◆ Aim
Set out every line of the items below as a Markdown table with two columns, Row and Line. Number the rows in order and leave out blank lines.

◆ Given entries

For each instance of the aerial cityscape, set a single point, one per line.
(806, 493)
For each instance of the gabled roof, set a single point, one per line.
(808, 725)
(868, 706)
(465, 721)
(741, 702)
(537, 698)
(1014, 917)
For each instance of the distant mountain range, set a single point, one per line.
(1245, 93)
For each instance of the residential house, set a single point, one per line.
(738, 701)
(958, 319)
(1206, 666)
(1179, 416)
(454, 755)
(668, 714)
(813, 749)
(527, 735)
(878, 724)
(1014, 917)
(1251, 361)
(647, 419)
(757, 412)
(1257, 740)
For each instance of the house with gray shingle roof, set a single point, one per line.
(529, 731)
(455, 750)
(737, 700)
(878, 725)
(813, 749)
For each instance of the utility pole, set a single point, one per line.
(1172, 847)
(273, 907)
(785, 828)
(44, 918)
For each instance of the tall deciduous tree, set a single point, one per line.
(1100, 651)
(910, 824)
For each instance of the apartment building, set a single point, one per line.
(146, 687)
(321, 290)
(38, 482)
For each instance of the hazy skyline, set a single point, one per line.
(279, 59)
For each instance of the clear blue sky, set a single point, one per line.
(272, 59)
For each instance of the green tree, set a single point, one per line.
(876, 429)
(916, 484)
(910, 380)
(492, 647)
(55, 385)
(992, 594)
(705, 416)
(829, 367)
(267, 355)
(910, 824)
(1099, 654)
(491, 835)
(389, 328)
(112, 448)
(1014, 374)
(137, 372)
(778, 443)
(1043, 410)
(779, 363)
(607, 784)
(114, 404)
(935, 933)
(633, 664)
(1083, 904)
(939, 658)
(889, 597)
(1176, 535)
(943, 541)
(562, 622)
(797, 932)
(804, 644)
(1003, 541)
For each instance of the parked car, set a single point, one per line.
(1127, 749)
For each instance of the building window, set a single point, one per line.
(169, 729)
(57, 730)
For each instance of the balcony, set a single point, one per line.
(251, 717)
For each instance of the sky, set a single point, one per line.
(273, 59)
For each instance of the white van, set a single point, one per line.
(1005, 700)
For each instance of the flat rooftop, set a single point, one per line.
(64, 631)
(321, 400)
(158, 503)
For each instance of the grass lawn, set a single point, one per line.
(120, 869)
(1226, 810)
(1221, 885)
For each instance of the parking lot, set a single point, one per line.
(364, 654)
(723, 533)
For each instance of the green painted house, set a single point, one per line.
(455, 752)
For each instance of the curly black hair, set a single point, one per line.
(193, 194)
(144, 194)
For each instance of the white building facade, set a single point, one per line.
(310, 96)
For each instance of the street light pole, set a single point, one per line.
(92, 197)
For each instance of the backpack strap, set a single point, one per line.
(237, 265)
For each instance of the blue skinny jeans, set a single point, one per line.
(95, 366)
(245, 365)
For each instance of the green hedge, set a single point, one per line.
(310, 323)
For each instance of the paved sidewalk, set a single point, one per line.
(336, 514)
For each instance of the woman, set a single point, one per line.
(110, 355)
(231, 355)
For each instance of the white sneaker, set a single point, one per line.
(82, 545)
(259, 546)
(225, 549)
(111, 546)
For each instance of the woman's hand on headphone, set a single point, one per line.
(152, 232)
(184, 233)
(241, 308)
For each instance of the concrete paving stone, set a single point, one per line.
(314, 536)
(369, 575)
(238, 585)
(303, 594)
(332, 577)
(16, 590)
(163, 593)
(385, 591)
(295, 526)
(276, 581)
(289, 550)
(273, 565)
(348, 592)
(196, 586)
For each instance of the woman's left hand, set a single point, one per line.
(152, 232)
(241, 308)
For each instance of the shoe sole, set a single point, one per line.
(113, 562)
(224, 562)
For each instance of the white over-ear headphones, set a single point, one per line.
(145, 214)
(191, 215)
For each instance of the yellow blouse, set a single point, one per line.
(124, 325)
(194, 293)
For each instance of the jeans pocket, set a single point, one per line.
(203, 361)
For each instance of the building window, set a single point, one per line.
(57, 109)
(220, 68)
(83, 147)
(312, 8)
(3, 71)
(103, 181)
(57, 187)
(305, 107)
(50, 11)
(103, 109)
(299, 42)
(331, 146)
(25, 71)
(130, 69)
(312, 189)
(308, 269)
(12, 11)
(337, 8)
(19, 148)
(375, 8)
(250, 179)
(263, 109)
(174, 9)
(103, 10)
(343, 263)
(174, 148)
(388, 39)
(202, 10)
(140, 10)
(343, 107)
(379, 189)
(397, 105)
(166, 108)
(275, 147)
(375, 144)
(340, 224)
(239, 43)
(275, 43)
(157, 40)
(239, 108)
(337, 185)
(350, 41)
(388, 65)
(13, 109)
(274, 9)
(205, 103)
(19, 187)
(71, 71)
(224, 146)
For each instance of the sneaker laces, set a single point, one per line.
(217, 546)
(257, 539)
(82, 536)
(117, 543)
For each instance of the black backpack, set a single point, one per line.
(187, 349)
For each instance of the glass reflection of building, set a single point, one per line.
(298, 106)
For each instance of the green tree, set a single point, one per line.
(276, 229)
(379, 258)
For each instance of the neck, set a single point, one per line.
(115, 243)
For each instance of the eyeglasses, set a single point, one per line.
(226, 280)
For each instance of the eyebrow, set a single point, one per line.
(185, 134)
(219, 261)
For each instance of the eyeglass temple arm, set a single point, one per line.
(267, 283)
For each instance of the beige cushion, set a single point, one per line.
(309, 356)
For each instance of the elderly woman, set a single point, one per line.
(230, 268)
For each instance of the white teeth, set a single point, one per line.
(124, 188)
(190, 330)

◆ The solution
| Row | Line |
|---|---|
| 1 | For each instance of the aerial cityscape, set a single point, one per line. |
| 2 | (806, 493) |
| 3 | For each instance of the gabled roof, set a single point, one per line. |
| 4 | (808, 725) |
| 5 | (868, 706) |
| 6 | (465, 721) |
| 7 | (741, 702) |
| 8 | (537, 698) |
| 9 | (1014, 917) |
| 10 | For each instance of the distant mountain range, set a single point, one per line. |
| 11 | (1245, 93) |
| 12 | For each instance of the residential house, set a single point, one per line. |
| 13 | (738, 701) |
| 14 | (958, 319) |
| 15 | (1206, 666) |
| 16 | (1179, 416) |
| 17 | (454, 755) |
| 18 | (668, 714) |
| 19 | (813, 749) |
| 20 | (527, 735) |
| 21 | (878, 724) |
| 22 | (1014, 917) |
| 23 | (1251, 361) |
| 24 | (647, 419) |
| 25 | (757, 412) |
| 26 | (1257, 740) |
| 27 | For each instance of the house with gray shingle roof, set a single point, one per line. |
| 28 | (529, 731) |
| 29 | (455, 750) |
| 30 | (737, 700) |
| 31 | (878, 725) |
| 32 | (813, 749) |
| 33 | For each instance of the utility pole, set a single point, one per line. |
| 34 | (1172, 847) |
| 35 | (273, 907) |
| 36 | (785, 828) |
| 37 | (44, 918) |
| 38 | For each instance of the tall deciduous tree, set a single point, one per line. |
| 39 | (1100, 651) |
| 40 | (910, 824) |
| 41 | For each instance of the apartment building, set a single point, one per line. |
| 42 | (146, 687) |
| 43 | (321, 290) |
| 44 | (38, 482) |
| 45 | For each instance of the hazy skyline, set a single point, one per line. |
| 46 | (279, 59) |
| 47 | For each instance of the clear blue sky, set a single point, one per line. |
| 48 | (272, 59) |
| 49 | For each instance of the green tree, set a single point, one per line. |
| 50 | (876, 429) |
| 51 | (916, 484) |
| 52 | (910, 380) |
| 53 | (492, 647) |
| 54 | (55, 385) |
| 55 | (992, 594) |
| 56 | (705, 416) |
| 57 | (829, 367) |
| 58 | (267, 355) |
| 59 | (910, 824) |
| 60 | (1099, 654) |
| 61 | (491, 835) |
| 62 | (389, 328) |
| 63 | (112, 448) |
| 64 | (1014, 374) |
| 65 | (137, 372) |
| 66 | (778, 443) |
| 67 | (1043, 410) |
| 68 | (779, 363) |
| 69 | (607, 784) |
| 70 | (114, 404) |
| 71 | (935, 933) |
| 72 | (633, 664) |
| 73 | (1083, 904) |
| 74 | (939, 658) |
| 75 | (889, 597) |
| 76 | (1176, 535) |
| 77 | (943, 541) |
| 78 | (562, 622) |
| 79 | (797, 932) |
| 80 | (804, 644) |
| 81 | (1003, 541) |
| 82 | For each instance of the parked car, set a single point, one per line. |
| 83 | (1127, 749) |
| 84 | For each instance of the building window, set a single point, one per line. |
| 85 | (169, 729) |
| 86 | (57, 730) |
| 87 | For each instance of the balcony, set a single point, one per line. |
| 88 | (251, 717) |
| 89 | For each instance of the sky, set a single point, one per line. |
| 90 | (273, 59) |
| 91 | For each instance of the white van, set a single point, one per line. |
| 92 | (1005, 700) |
| 93 | For each instance of the flat rooftop, set a single point, one per line. |
| 94 | (64, 631) |
| 95 | (321, 400) |
| 96 | (158, 503) |
| 97 | For each instance of the grass lawn, set a single point, one per line. |
| 98 | (120, 869) |
| 99 | (1226, 810) |
| 100 | (1221, 885) |
| 101 | For each instance of the parking lot, set a single point, one per line. |
| 102 | (364, 654) |
| 103 | (723, 533) |
| 104 | For each instance of the green painted house, set a single point, one per line. |
| 105 | (455, 752) |
| 106 | For each instance of the curly black hair, set a single point, one per line. |
| 107 | (193, 194) |
| 108 | (144, 194) |
| 109 | For each instance of the white building facade, set a single point, one per line. |
| 110 | (310, 96) |
| 111 | For each instance of the street light pole, set a single point, one per line. |
| 112 | (92, 197) |
| 113 | For each instance of the backpack strap, set a single point, one per line. |
| 114 | (237, 265) |
| 115 | For each instance of the blue skinny jeans, set a single point, one per line. |
| 116 | (95, 366) |
| 117 | (245, 365) |
| 118 | For each instance of the green hedge, set a single point, one per line. |
| 119 | (310, 323) |
| 120 | For each instance of the paved sidewalk, set a single point, one per line. |
| 121 | (336, 514) |
| 122 | For each instance of the woman, set a single point, one per line. |
| 123 | (110, 355) |
| 124 | (231, 355) |
| 125 | For each instance of the white sneaker, set a single point, one per line. |
| 126 | (82, 545) |
| 127 | (259, 546) |
| 128 | (225, 549) |
| 129 | (111, 546) |
| 130 | For each instance of the woman's hand on headphone, set a single point, one per line. |
| 131 | (152, 232) |
| 132 | (184, 233) |
| 133 | (241, 308) |
| 134 | For each instance of the concrete paving stone, set a single point, one per line. |
| 135 | (314, 536) |
| 136 | (369, 575) |
| 137 | (238, 585) |
| 138 | (303, 594) |
| 139 | (332, 577) |
| 140 | (16, 590) |
| 141 | (163, 593) |
| 142 | (385, 591) |
| 143 | (295, 526) |
| 144 | (276, 581) |
| 145 | (289, 550) |
| 146 | (273, 565) |
| 147 | (348, 592) |
| 148 | (196, 586) |
| 149 | For each instance of the woman's left hand, set a single point, one per line. |
| 150 | (152, 232) |
| 151 | (241, 308) |
| 152 | For each instance of the shoe sole, set a single point, one per line. |
| 153 | (113, 562) |
| 154 | (224, 562) |
| 155 | For each instance of the white over-ear headphones, set a single point, one per line. |
| 156 | (145, 214) |
| 157 | (191, 215) |
| 158 | For each instance of the yellow blouse, set a single point, one per line. |
| 159 | (124, 325) |
| 160 | (194, 293) |
| 161 | For each instance of the jeans pocket, set a single point, one per line. |
| 162 | (203, 361) |
| 163 | For each instance of the building window, set a single point, one per line. |
| 164 | (57, 109) |
| 165 | (220, 68) |
| 166 | (83, 147) |
| 167 | (312, 8) |
| 168 | (3, 71) |
| 169 | (103, 181) |
| 170 | (57, 187) |
| 171 | (305, 107) |
| 172 | (50, 11) |
| 173 | (103, 109) |
| 174 | (299, 42) |
| 175 | (331, 146) |
| 176 | (25, 71) |
| 177 | (130, 69) |
| 178 | (312, 189) |
| 179 | (308, 269) |
| 180 | (12, 11) |
| 181 | (337, 8) |
| 182 | (19, 148) |
| 183 | (375, 8) |
| 184 | (250, 179) |
| 185 | (263, 109) |
| 186 | (174, 9) |
| 187 | (103, 10) |
| 188 | (343, 263) |
| 189 | (174, 148) |
| 190 | (388, 39) |
| 191 | (202, 10) |
| 192 | (140, 10) |
| 193 | (343, 107) |
| 194 | (379, 189) |
| 195 | (397, 105) |
| 196 | (166, 108) |
| 197 | (275, 147) |
| 198 | (375, 144) |
| 199 | (340, 224) |
| 200 | (239, 43) |
| 201 | (275, 43) |
| 202 | (157, 40) |
| 203 | (239, 108) |
| 204 | (337, 185) |
| 205 | (350, 41) |
| 206 | (388, 65) |
| 207 | (13, 109) |
| 208 | (274, 9) |
| 209 | (205, 103) |
| 210 | (19, 187) |
| 211 | (71, 71) |
| 212 | (224, 146) |
| 213 | For each instance of the sneaker laces, set a single point, one per line. |
| 214 | (217, 546) |
| 215 | (257, 539) |
| 216 | (82, 536) |
| 217 | (117, 543) |
| 218 | For each instance of the black backpack, set a single point, one per line. |
| 219 | (187, 349) |
| 220 | For each instance of the glass reflection of building, set a single point, one per line. |
| 221 | (298, 106) |
| 222 | For each instance of the green tree, set a single point, one per line. |
| 223 | (276, 229) |
| 224 | (379, 258) |
| 225 | For each instance of the neck, set a single point, one per line. |
| 226 | (115, 243) |
| 227 | For each instance of the eyeglasses, set a single point, one per line. |
| 228 | (226, 280) |
| 229 | For each instance of the eyebrow, set a single point, one per line. |
| 230 | (185, 134) |
| 231 | (219, 261) |
| 232 | For each instance of the eyeglass temple arm, set a single point, one per line. |
| 233 | (267, 283) |
| 234 | For each instance of the beige cushion, set a single point, one per line. |
| 235 | (309, 356) |
| 236 | For each instance of the elderly woman, set a single point, one per line. |
| 237 | (230, 268) |
| 238 | For each instance of the white teeth, set a single point, one per line. |
| 239 | (124, 188) |
| 240 | (190, 330) |